**INSTRUÇÃO ESCRITA 1:** Repita, sem nenhuma alteração, a parte do trecho sobre androcentrismo que abre com as palavras que contêm "Nosso verbete do" e fecha com "sexualidade são debatidos.".

**TRECHO:**

▽

Nosso verbete do mês brotando do longa brasileiro “Branco sai, preto fica”, de Adirley Queirós.

Por Lia Urbini

 

 

 

 

A seção Instrumental procura realizar uma espécie de glossário expandido da Geni, no qual conceitos que orbitam o campo do gênero e da sexualidade são debatidos.

Representação política, novos movimentos sociais, teoria queer, patriotismo, sexo, gênero, marxismo, patriarcalismo, raça, periferia, sexualidade e feminismo abolicionista já entraram na roda em outras edições. Para nosso novo número, trago agora o “androcentrismo”. Contarei com a ajuda do filme “Branco sai, preto fica”, ficção científica do cineasta Adirley Queirós que pode nos fornecer imagens desse conceito, encarnado e operante.

△

**REGISTROS SELECIONADOS:**

▽

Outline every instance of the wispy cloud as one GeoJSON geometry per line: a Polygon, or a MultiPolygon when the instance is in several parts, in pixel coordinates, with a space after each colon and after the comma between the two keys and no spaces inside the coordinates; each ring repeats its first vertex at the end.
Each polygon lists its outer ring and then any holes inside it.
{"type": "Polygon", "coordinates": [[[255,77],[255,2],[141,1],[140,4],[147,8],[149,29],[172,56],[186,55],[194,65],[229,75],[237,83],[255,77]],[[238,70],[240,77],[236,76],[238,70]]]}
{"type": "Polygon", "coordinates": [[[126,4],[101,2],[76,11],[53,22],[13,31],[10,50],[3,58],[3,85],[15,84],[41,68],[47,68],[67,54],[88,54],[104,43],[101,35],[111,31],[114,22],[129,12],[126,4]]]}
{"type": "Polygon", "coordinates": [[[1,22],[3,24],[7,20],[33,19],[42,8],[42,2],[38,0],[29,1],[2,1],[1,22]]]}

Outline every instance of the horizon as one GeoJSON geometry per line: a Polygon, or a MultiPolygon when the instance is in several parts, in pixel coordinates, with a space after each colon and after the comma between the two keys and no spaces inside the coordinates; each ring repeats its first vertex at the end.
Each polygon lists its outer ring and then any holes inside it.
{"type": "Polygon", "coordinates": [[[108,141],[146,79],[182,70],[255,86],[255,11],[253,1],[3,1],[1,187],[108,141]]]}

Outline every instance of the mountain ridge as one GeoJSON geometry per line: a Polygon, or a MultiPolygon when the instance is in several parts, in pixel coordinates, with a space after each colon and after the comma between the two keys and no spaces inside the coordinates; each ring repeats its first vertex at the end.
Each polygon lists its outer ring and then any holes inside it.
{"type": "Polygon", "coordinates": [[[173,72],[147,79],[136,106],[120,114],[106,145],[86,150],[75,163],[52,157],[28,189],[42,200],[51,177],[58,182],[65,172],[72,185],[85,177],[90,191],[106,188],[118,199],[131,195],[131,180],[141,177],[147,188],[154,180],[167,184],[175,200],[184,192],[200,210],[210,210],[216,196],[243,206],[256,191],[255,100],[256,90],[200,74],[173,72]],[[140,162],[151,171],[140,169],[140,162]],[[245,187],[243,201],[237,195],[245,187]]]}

△

**INSTRUÇÃO ESCRITA 2:** Edite a parte dos registros que vai da linha que contém "Outline every instance of the mountain" até o fim dos registros, substituindo "mountain ridge" por "mountain peak" e mantendo todo o resto igual. Apresente somente essas linhas.

**RESULTADO 1:**
Nosso verbete do mês brotando do longa brasileiro “Branco sai, preto fica”, de Adirley Queirós.

Por Lia Urbini

 

 

 

 

A seção Instrumental procura realizar uma espécie de glossário expandido da Geni, no qual conceitos que orbitam o campo do gênero e da sexualidade são debatidos.

**RESULTADO 2:**
Outline every instance of the mountain peak as one GeoJSON geometry per line: a Polygon, or a MultiPolygon when the instance is in several parts, in pixel coordinates, with a space after each colon and after the comma between the two keys and no spaces inside the coordinates; each ring repeats its first vertex at the end.
Each polygon lists its outer ring and then any holes inside it.
{"type": "Polygon", "coordinates": [[[173,72],[147,79],[136,106],[120,114],[106,145],[86,150],[75,163],[52,157],[28,189],[42,200],[51,177],[58,182],[65,172],[72,185],[85,177],[90,191],[106,188],[118,199],[131,195],[131,180],[141,177],[147,188],[154,180],[167,184],[175,200],[184,192],[200,210],[210,210],[216,196],[243,206],[256,191],[255,100],[256,90],[200,74],[173,72]],[[140,162],[151,171],[140,169],[140,162]],[[245,187],[243,201],[237,195],[245,187]]]}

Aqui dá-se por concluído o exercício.